[START Quoted text]
The blockchain ledger exists just to enforce the contracts that emulate those money-like tokens. That is why the ledger was invented and the tokens named the project.
Money is bad and I’ve spent the past twenty-five years arguing against market capitalism. The tokens share all the drawbacks of money and add a whole bunch of new ones.
But let’s say for the sake of argument that either you actually like the token thing, and/or that you’ve found other valuable uses for the ledger, so we can get into where Bitcoin really messed up:
The ledger is built on a peer-to-peer network of nodes. If you’re an Xennial like me you’re thinking “that’s awesome! P2p is great!” with fond memories of things like BitTorrent. Hold your horses for three seconds because BitTorrent becomes better the more reciprocators are connected. That’s actually a problem that PeerTube is struggling with; that so many of the clients and federation approaches don’t connect to the WebTorrent part of it and just hotlink the upstream copy of the video, leaving the servers overloaded.
Bitcoin’s not like that. Bitcoin becomes worse the more people are connected. So much worse. It provides the same block rate and transaction speed whether the entire network ran off one dinky li’l pocket computer as it does now when it’s over 70000 nodes, but the more nodes that connect and “help”, the more energy the whole thing uses.
Because they’re not helping, they’re competing. Instead of just making the network more resilient or better, they are racing each other, distrusting each other. The pool that burns the most gets the most rewards.
I know that humanity has a long history of creating systems that reward and exacerbate greed and injustice but this one is a doozy.
[END Quoted text]
[START Stored data]
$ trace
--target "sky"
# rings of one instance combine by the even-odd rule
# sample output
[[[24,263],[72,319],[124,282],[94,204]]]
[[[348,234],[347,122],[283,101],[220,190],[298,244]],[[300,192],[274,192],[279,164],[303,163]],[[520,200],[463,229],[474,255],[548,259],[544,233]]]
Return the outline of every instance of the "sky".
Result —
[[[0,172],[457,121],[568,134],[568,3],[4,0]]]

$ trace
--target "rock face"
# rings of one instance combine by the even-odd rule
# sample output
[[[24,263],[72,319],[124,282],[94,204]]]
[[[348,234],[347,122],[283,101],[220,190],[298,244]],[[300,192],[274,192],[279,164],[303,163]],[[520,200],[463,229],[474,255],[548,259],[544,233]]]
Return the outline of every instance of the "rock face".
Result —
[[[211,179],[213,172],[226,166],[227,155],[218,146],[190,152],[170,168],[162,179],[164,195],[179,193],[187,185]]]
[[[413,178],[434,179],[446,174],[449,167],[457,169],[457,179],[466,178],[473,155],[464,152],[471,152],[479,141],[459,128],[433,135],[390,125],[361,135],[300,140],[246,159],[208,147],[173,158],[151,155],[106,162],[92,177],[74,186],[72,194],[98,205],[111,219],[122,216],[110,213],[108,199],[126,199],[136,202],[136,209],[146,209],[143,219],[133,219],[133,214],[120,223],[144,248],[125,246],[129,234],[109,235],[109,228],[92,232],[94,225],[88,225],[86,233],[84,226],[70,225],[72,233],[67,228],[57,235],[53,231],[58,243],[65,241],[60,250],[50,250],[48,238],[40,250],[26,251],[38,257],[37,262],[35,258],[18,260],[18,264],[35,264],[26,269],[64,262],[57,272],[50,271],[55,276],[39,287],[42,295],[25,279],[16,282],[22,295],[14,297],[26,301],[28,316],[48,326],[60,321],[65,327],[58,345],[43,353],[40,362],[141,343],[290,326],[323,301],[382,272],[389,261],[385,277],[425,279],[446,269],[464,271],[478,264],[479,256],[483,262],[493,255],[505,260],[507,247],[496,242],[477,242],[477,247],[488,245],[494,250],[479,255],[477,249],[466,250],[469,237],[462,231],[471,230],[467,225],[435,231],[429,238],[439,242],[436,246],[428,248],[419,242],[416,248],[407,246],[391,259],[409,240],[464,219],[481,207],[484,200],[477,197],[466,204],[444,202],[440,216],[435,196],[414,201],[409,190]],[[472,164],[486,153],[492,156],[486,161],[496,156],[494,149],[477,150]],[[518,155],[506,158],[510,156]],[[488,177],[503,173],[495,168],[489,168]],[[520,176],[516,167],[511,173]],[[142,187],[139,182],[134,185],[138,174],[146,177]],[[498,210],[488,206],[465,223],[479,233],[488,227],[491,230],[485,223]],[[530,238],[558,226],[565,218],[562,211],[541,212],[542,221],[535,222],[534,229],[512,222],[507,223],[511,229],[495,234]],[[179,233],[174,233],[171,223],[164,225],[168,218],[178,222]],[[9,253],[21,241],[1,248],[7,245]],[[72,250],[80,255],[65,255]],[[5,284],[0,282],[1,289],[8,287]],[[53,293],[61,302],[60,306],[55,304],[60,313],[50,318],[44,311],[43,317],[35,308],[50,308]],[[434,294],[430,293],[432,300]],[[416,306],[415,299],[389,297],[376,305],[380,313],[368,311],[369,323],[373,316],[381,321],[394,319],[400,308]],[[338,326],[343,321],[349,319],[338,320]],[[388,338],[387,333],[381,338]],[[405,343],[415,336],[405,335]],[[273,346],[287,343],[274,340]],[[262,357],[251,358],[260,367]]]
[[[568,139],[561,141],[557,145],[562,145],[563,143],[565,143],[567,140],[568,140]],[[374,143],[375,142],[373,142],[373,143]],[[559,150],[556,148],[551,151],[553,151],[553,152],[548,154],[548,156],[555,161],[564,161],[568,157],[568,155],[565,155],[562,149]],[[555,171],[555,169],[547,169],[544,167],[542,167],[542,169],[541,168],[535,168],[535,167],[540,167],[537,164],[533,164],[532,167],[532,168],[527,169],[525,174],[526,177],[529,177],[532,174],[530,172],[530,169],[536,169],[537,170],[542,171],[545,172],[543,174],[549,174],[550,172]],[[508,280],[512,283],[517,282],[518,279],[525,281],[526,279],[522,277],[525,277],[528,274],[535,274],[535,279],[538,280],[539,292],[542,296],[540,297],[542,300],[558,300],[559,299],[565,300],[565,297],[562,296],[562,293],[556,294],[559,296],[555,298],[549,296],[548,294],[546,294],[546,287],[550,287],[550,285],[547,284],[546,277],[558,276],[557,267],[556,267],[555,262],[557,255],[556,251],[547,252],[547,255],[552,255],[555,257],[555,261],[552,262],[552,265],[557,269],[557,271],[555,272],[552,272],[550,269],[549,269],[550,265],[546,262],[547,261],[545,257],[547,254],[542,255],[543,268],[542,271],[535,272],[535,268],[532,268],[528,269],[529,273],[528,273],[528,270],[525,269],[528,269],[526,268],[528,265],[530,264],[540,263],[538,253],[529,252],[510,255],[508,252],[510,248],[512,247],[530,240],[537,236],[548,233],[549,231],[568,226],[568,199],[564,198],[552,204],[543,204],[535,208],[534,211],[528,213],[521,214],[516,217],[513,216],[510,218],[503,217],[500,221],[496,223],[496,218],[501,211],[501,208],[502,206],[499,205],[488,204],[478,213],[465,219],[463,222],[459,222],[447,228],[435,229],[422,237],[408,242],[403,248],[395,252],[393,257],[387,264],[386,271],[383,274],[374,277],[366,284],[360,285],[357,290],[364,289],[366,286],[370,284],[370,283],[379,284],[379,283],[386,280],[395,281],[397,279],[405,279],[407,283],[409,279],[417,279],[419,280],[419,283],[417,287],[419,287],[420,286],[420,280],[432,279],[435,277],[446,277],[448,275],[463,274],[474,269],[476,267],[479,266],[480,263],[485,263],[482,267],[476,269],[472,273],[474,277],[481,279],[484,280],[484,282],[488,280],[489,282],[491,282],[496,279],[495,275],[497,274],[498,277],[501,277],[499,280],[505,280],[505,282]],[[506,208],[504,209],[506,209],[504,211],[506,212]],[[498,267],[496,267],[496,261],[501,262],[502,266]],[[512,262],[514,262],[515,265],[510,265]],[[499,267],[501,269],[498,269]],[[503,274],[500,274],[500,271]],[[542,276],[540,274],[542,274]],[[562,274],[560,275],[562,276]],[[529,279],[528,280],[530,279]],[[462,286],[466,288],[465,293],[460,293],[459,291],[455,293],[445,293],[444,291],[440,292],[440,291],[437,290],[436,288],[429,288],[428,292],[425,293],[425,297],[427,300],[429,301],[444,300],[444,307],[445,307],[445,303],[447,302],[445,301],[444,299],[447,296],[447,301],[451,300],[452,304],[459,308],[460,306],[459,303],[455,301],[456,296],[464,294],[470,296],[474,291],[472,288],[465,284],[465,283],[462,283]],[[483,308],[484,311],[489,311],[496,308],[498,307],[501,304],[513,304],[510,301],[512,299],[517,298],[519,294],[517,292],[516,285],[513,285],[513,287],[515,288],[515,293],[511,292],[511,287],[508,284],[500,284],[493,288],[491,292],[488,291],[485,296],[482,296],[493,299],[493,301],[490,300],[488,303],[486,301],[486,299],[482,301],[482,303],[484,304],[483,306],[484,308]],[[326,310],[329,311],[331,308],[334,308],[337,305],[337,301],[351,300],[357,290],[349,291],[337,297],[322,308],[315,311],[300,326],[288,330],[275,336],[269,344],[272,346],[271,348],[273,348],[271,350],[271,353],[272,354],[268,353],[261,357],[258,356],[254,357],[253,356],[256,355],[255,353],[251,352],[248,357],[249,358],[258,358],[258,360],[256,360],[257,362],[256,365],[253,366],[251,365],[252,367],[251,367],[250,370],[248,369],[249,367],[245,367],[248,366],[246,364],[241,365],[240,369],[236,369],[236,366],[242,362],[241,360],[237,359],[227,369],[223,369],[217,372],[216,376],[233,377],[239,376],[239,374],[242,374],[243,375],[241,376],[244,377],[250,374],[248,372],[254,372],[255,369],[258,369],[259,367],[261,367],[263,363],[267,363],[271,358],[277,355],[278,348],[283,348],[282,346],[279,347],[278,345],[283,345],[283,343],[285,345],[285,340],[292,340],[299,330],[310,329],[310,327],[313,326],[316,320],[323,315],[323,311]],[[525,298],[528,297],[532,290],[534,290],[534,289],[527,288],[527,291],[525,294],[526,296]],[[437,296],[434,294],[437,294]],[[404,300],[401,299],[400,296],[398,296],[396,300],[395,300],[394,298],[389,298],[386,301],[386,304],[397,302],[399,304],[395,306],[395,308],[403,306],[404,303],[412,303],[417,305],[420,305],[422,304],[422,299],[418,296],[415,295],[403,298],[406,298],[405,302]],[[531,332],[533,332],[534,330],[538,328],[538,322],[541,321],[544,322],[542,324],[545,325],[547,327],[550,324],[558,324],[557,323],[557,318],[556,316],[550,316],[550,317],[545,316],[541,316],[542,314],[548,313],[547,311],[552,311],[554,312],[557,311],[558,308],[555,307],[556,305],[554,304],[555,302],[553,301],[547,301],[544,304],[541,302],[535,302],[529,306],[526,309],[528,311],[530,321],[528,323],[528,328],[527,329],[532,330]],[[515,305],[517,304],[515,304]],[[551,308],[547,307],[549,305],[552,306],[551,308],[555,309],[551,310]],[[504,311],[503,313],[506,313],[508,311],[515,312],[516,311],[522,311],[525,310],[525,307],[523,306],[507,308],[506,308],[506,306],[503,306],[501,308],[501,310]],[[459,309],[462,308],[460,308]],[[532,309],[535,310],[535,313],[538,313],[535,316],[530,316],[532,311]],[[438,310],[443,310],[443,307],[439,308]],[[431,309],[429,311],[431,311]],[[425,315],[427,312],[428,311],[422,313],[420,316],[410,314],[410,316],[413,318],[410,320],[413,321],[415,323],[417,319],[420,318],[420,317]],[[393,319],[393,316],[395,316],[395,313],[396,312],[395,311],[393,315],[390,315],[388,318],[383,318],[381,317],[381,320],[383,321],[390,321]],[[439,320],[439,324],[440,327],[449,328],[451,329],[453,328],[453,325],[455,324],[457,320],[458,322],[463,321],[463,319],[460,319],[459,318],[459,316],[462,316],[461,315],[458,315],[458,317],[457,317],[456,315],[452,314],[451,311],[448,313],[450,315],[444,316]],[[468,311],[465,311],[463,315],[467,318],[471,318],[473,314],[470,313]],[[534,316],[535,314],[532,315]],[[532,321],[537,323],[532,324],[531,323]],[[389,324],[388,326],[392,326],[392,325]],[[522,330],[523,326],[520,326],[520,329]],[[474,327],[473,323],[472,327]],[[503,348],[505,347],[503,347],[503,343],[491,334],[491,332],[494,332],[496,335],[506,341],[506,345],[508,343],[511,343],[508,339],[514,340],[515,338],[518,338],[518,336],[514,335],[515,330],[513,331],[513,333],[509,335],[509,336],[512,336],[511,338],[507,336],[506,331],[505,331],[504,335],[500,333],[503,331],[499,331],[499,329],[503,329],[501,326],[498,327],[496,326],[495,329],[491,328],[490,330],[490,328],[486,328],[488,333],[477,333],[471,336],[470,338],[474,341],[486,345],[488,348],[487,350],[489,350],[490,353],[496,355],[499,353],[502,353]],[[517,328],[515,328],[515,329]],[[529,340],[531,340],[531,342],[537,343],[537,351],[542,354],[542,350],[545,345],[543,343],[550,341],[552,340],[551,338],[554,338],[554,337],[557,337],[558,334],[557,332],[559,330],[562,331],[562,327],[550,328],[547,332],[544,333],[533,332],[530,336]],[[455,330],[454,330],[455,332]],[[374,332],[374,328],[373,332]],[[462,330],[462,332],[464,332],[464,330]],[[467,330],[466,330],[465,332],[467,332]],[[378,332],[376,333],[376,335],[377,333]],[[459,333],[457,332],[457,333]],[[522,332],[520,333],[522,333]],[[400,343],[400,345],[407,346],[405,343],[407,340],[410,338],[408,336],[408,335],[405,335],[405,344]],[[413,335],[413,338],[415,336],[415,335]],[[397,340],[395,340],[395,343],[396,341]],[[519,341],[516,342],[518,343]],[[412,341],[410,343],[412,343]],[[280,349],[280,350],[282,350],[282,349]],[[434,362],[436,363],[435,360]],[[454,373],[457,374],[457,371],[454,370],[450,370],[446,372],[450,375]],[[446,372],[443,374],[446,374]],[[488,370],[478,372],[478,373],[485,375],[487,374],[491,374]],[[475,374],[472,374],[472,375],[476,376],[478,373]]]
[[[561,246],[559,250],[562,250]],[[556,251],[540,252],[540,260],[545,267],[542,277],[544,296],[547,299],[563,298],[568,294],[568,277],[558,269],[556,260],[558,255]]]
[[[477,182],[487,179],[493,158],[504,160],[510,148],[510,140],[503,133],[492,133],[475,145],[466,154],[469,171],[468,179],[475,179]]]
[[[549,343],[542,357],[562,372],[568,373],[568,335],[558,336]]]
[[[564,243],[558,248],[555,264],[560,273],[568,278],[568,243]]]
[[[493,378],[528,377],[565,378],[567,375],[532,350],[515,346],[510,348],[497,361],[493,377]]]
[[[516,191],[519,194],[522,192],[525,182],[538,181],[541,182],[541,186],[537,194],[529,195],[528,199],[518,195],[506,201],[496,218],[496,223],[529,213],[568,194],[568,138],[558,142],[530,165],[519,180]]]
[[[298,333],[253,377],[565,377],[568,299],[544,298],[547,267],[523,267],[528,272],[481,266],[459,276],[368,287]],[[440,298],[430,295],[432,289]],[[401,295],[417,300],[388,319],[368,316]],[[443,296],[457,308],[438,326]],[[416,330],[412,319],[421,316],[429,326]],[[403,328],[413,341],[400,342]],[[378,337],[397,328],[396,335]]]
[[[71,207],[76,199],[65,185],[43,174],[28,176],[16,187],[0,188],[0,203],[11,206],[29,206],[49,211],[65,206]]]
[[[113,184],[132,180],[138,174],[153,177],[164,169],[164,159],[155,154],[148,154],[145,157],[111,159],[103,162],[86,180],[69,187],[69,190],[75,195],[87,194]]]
[END Stored data]
[START Stored data]
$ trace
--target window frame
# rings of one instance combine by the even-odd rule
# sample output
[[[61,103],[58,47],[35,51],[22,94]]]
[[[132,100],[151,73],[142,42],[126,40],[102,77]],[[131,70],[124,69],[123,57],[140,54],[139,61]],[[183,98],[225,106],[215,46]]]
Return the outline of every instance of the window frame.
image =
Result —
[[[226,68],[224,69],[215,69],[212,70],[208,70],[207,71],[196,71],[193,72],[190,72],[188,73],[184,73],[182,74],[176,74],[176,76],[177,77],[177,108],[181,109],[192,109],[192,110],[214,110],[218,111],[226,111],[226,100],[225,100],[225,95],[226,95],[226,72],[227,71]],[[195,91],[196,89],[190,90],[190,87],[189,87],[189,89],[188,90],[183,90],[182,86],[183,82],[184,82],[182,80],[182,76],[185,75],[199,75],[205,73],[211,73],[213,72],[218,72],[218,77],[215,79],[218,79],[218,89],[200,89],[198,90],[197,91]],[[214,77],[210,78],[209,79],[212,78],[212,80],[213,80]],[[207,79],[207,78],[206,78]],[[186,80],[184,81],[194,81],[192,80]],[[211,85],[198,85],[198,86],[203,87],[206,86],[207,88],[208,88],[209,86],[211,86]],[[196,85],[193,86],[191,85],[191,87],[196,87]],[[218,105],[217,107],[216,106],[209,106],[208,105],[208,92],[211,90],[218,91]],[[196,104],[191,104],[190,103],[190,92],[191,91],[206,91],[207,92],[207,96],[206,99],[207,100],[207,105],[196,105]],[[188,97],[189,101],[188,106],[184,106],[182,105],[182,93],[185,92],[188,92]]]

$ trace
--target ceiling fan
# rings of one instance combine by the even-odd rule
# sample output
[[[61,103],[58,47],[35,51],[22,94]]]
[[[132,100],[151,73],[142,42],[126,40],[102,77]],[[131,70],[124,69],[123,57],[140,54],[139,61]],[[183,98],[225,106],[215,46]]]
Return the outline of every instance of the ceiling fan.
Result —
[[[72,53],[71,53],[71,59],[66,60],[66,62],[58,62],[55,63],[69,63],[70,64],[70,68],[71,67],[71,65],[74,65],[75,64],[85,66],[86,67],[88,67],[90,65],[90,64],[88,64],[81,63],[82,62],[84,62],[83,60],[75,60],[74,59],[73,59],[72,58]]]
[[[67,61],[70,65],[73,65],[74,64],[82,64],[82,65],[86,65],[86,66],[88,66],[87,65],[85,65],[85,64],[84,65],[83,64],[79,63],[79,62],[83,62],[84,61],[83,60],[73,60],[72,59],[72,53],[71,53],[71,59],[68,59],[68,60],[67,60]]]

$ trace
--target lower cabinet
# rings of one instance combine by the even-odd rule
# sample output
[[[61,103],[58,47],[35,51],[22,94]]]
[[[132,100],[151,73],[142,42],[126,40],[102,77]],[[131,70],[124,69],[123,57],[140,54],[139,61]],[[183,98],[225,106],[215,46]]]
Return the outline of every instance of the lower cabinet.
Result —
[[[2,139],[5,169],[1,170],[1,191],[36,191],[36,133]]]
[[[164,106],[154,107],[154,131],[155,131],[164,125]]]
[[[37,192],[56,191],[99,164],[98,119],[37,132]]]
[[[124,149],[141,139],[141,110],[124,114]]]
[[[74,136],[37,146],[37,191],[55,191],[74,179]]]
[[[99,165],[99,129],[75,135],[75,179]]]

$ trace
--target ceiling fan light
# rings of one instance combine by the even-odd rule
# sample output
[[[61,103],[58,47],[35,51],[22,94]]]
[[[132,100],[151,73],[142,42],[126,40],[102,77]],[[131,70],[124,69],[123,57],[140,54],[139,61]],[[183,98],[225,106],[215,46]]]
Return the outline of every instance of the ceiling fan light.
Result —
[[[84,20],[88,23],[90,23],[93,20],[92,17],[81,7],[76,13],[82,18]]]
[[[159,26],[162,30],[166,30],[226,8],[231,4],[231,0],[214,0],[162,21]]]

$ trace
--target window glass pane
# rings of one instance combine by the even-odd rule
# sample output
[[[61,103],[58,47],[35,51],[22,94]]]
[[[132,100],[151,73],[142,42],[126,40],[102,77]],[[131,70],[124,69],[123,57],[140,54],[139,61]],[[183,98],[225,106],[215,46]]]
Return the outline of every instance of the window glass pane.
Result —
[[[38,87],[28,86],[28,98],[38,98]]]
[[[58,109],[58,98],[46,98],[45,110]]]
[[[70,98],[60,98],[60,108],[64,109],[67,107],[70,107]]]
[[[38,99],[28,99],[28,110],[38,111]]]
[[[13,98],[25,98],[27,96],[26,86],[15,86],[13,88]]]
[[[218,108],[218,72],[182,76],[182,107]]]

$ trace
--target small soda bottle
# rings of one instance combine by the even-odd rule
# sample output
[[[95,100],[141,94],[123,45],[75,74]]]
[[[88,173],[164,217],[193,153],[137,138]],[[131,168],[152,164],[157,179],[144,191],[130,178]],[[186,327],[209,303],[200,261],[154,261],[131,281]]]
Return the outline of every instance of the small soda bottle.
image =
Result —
[END Stored data]
[START Stored data]
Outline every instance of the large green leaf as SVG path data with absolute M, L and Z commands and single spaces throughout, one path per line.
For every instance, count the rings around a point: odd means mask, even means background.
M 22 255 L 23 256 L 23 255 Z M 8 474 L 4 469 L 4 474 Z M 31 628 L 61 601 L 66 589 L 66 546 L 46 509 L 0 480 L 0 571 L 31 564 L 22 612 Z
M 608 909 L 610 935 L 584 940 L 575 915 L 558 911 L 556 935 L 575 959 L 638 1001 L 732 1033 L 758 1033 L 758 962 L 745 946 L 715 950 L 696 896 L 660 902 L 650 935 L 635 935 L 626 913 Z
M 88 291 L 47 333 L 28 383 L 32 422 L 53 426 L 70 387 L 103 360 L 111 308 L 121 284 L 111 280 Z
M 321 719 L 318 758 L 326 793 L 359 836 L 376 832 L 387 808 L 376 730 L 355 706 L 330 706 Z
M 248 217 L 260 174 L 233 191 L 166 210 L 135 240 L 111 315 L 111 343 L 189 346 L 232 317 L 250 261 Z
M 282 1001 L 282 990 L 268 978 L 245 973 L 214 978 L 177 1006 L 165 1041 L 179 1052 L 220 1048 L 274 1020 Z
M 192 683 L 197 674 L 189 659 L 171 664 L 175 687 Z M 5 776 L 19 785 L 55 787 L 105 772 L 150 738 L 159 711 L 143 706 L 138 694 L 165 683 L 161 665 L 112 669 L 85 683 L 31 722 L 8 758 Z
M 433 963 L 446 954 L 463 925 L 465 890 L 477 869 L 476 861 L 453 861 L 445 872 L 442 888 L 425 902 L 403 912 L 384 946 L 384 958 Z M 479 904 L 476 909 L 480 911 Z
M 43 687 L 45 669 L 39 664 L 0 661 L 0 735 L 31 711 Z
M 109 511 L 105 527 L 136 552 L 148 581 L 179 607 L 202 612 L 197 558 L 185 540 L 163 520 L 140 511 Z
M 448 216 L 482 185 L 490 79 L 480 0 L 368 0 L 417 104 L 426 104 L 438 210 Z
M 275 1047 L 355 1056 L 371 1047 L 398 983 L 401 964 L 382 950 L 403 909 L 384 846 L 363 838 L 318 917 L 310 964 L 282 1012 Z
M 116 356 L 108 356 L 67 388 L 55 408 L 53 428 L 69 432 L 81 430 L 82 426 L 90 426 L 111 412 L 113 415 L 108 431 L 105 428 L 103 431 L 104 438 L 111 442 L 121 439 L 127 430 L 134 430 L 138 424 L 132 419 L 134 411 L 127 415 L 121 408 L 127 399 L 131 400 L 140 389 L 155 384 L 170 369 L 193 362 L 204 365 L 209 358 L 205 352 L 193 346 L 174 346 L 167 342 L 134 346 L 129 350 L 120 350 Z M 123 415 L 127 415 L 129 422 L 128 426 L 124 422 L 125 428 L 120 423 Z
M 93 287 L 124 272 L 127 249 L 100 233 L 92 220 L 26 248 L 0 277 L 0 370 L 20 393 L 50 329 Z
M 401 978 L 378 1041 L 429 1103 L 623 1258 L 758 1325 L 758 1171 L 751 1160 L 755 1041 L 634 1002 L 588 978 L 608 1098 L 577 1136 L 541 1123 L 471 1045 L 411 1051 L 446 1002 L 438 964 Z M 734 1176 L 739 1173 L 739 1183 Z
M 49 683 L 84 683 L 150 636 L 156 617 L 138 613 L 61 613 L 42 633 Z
[END Stored data]
## Request 1:
Decide whether each statement below agrees with the text about Bitcoin above. For each one, answer yes or no and quote the words of the text that decide it.
(a) The writer has spent twenty-five years arguing against market capitalism.
(b) Bitcoin becomes better the more people are connected.
(c) The Bitcoin network currently has over 70000 nodes.
## Request 2:
Update the text about Bitcoin above by rewriting everything from "Because they’re not" down to "is a doozy.", with "pool" replaced by "group".
## Request 3:
Go on with the text about Bitcoin above, picking up after its last sentence.

## Task output 1:
(a) Yes: "I’ve spent the past twenty-five years arguing against market capitalism"
(b) No: "Bitcoin becomes worse the more people are connected."
(c) Yes: "now when it’s over 70000 nodes"

## Task output 2:
Because they’re not helping, they’re competing. Instead of just making the network more resilient or better, they are racing each other, distrusting each other. The group that burns the most gets the most rewards.
I know that humanity has a long history of creating systems that reward and exacerbate greed and injustice but this one is a doozy.

## Task output 3:
Other proof-of-work schemes like the “hashcash” anti-spam proposal and the new “Anubis” website blockers are really bad and I hate them (it’s not fun when my dinky li’l e-reader hangs for five rapidly battery-draining minutes just because I wanna look up a Dominion game card. If you wanna put a penalty or payment for connecting I’m not stoked that that payment is going directly down the drain. It’s like putting a toll sign on a bridge saying “burn a dollar bill in front of the camera in order to pass the bridge”) but at least they have constant difficulty rates that are manually settable by admins. Bitcoin’s difficulty scale is managed by a computer (and increases automatically so that the block rate is constant) which has led to it increasing to 150 trillions times higher.
“It’s not waste, it’s worth it because of the benef—” It is waste. It’s a penalty for participating. It’s a deliberate deterrent as an attempt to mitigate the “Sybil” attack (the risk of someone starting a bunch of extra nodes to overwhelm the network in order to falsify transactions). So in the infinite unwisdom of Bitcoin’s founders, they put in both a deterrent for participating (the recklessly limitlessly scaling “proof-of-work” hashing) and a reward for participating (the “mining” rewards that will be gradually metered out for over a hundred years, if there’s still a civilization then).
So in our “burn a dollar on camera in order to pass the bridge example from earlier, it’s like if on the other side of that dollar-burning-bridge there’s a two-dollar-payout. So lots of money burnery in order to make money. Destructivity that the clumsy invisible hand of the market can’t distinguish from productivity so it runs amok. Instead of creating good and useful products or services it’s pure destruction (repeating myself a bit but the purported “benefits” aren’t increased).
Except it’s even worse than the dollar-burning-bridge for two reasons. First is that instead of one dollar vs two dollars, it’s about 70 k on either side of the equation (margins are pretty tight—that’s how economics work) so it’s a rich man’s game, and the second reason is that dollar burning was an environmental disaster. It’s as if it was a poison dollar that killed birds and even humans as it burned because energy externalities is an unsolved and urgent problem.
“But (setting aside that almost half of it is dirty energy), when we use renewables, it’s making use of extra energy during peak hou—” It’d actually be less bad if that extra energy from solar and wind were wasted than it going into Bitcoin’s ASIC e-waste poison mill because you’re not helping by mining. You’re only increasing the difficulty scale for those dirty coal-fueled Bitcoin miners out there.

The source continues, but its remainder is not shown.